## Exercise details
Retyping the records exactly, down to the last line, is the whole job.

───── Data under study ─────

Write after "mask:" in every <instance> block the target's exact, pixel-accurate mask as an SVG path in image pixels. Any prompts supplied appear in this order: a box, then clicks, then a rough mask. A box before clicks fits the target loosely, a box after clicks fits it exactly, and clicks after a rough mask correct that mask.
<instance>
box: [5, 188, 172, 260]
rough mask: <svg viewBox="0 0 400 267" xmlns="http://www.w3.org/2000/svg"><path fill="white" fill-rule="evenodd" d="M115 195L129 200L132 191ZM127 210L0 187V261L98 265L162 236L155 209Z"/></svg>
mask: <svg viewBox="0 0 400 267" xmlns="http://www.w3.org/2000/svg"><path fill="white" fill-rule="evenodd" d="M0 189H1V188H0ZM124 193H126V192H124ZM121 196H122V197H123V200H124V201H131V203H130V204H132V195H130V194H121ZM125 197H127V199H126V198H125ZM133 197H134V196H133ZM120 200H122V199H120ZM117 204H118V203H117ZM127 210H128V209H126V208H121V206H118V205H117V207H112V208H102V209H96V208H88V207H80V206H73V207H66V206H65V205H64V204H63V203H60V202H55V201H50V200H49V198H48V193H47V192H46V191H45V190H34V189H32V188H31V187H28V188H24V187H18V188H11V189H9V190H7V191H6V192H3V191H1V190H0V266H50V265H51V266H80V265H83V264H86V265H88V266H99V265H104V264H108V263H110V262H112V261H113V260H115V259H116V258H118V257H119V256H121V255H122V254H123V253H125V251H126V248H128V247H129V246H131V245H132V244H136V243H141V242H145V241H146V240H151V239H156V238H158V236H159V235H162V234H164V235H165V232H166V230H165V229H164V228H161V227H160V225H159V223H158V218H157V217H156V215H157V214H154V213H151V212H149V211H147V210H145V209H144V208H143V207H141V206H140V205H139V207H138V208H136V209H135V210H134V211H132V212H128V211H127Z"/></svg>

─────

## Answer to this exercise
Write after "mask:" in every <instance> block the target's exact, pixel-accurate mask as an SVG path in image pixels. Any prompts supplied appear in this order: a box, then clicks, then a rough mask. A box before clicks fits the target loosely, a box after clicks fits it exactly, and clicks after a rough mask correct that mask.
<instance>
box: [5, 188, 172, 260]
rough mask: <svg viewBox="0 0 400 267" xmlns="http://www.w3.org/2000/svg"><path fill="white" fill-rule="evenodd" d="M115 195L129 200L132 191ZM127 210L0 187V261L98 265L162 236L155 209Z"/></svg>
mask: <svg viewBox="0 0 400 267" xmlns="http://www.w3.org/2000/svg"><path fill="white" fill-rule="evenodd" d="M0 189H1V188H0ZM124 193H126V192H124ZM121 196H122V197H123V200H124V201H131V203H130V204H132V195H130V194H121ZM125 197H127V199H126V198H125ZM133 197H134V196H133ZM120 200H122V199H120ZM117 204H118V203H117ZM127 210H128V209H126V208H121V206H118V205H117V207H112V208H102V209H96V208H88V207H80V206H73V207H66V206H65V205H64V204H63V203H60V202H55V201H50V200H49V198H48V193H47V192H46V191H45V190H34V189H32V188H31V187H28V188H24V187H18V188H11V189H9V190H7V191H6V192H3V191H1V190H0V266H50V265H51V266H80V265H83V264H86V265H88V266H99V265H104V264H108V263H110V262H112V261H113V260H115V259H116V258H118V257H119V256H121V255H122V254H123V253H125V251H126V248H128V247H129V246H131V245H132V244H136V243H141V242H145V241H146V240H151V239H156V238H158V236H159V235H162V234H164V235H165V232H166V230H165V229H164V228H161V227H160V225H159V223H158V218H157V217H156V215H157V214H154V213H151V212H149V211H147V210H145V209H144V208H143V207H141V206H140V205H139V207H138V208H136V209H135V210H134V211H132V212H128V211H127Z"/></svg>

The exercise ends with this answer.